* _Aufgaben und Übungen_
a) Welche vier Merkmale umfasst das Konzept der Bildungs- und Erziehungspartnerschaft laut dem Text über die Zusammenarbeit von Kita und Familie?
b) Schreib den Text über die Zusammenarbeit von Kita und Familie im gleichen Stil weiter, und zwar im Anschluss an seinen letzten Satz.

* _Extrahierter Text_
---*---

Die Zusammenarbeit von Kita und Familie ist gesetzlich festgeschrieben. Laut § 1(3) Nr. 3 SGB VIII sollen Krippe, Kita und Kindertagespflege „Eltern und andere Erziehungsberechtigte bei der Erziehung beraten und unterstützen“.
Nach § 22a SGB VIII haben Träger der öffentlichen Jugendhilfe zusätzlich dafür zu sorgen, dass die pädagogischen Fachkräfte mit den Erziehungsberechtigten „zum Wohl der Kinder und zur Sicherung des Erziehungsprozesses“ zusammenarbeiten. Der § 22 SGB VIII führt aus,

  • dass die Erziehungsberechtigten an wesentlichen Angelegenheiten, die ihre Kinder betreffen, zu beteiligen sind.
  • dass die Fachkräfte das Angebote pädagogisch und organisatorisch an den Bedürfnissen der Kinder und ihrer Familien ausrichten müssen.3

 

Elternarbeit, Partnerschaft oder Zusammenarbeit? 

Kitas wählen verschiedene Begriffe für das Miteinander mit den Familien. Welcher beschreibt den Anspruch und die tatsächliche Zusammenarbeit am besten?

1. Elternarbeit
In der Praxis taucht immer wieder der Begriff Elternarbeit auf. Doch dieser Begriff ist zu eng gefasst. Schon lange kümmern sich nicht mehr ausschließlich Eltern um die Kinder. Die Familien sind vielfältiger und facettenreicher geworden. Mit „Eltern“ hingegen wird oft vorrangig ein sehr traditionelles Familienkonstrukt verbunden – bestehend aus Mutter und Vater.

2. Bildungs- und Erziehungspartnerschaft
Mittlerweile hat sich der Begriff der Bildungs- und Erziehungspartnerschaft in Theorie und Praxis etabliert. Das Konzept verspricht eine gute Zusammenarbeit zwischen primären Bindungspersonen und pädagogischen Fachkräften. Es umfasst „Kooperation, Offenheit, Austausch und Gleichberechtigung“4 .
Im Unterschied zur Elternarbeit steht bei der Bildungs- und Erziehungspartnerschaft das Miteinander auf Augenhöhe im Vordergrund. Pädagogische Fachkräfte und Familien begegnen sich partnerschaftlich und bringen ihre unterschiedlichen Kompetenzen gleichberechtigt in die Entwicklungsbegleitung mit ein.

---*---

* _Verfügbare Daten_
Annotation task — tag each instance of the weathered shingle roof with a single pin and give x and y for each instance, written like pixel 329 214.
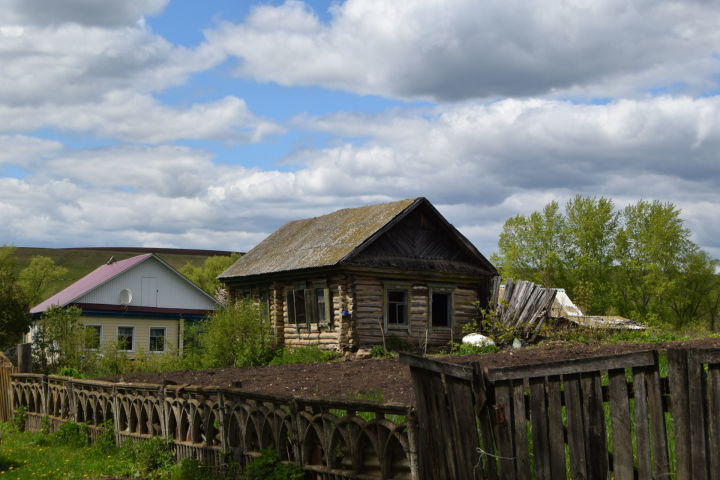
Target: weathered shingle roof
pixel 318 242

---*---

* _Ergebnisse je Aufgabe_
a) Kooperation, Offenheit, Austausch und Gleichberechtigung.

b)
Genau hier lauert aber häufig ein Problem: Eine gelingende und vertrauensvolle Bildungs- und Erziehungspartnerschaft ist auf das gleichwürdige Interesse und gleichwertige Engagement beider Seiten angewiesen. Wird in einem Team eine Bildungs- und Erziehungspartnerschaft angestrebt, sollten sich die Pädagog:innen deshalb zunächst untereinander und auch mit den Familien darüber verständigen, was im Einzelnen unter dieser „Partnerschaft“ zu verstehen ist.

3. Zusammenarbeit mit den Familien
Einige Einrichtungen entscheiden sich aus diesem Grund dafür, die Zusammenarbeit mit den Eltern als solche zu beschreiben. Sie benennen ihr Miteinander dann konkret als „Zusammenarbeit mit den Familien“. Diese setzt keine perfekte Partnerschaft voraus. Zugleich schließt sie diese aber auch nicht aus.
Der Begriff legt den Fokus auf die Anerkennung der unterschiedlichen Rollen und Perspektiven von Fachkräften und Familien. Das ermöglicht eine flexiblere Anpassung an die individuellen Bedürfnisse und Herausforderungen jeder Familie.

Elternarbeit  Eng gefasster Begriff, der die vielfältigen
 Familiensituationen nicht abbildet
Bildungs- und 
Erziehungspartnerschaft   
 Anspruch überlagert oft die Wirklichkeit
Zusammenarbeit mit
den Familien
 Offener Begriff, der eine echte Partnerschaft nicht
 ausschließt, aber die individuellen Bedürfnisse anerkennt

Einander vertrauen statt Mauern bauen

Die Entscheidung für den Begriff Zusammenarbeit unterstreicht die Vielfalt der Beziehungen. In der modernen Bildungswelt, die von kultureller Vielfalt und unterschiedlichen familiären Strukturen geprägt ist, bietet die Betonung der Zusammenarbeit eine inklusive Herangehensweise. Sie fördert den respektvollen Austausch von Wissen, Erfahrungen und Ressourcen zwischen Kita und Familie, um gemeinsam zum Wohl des Kindes beizutragen.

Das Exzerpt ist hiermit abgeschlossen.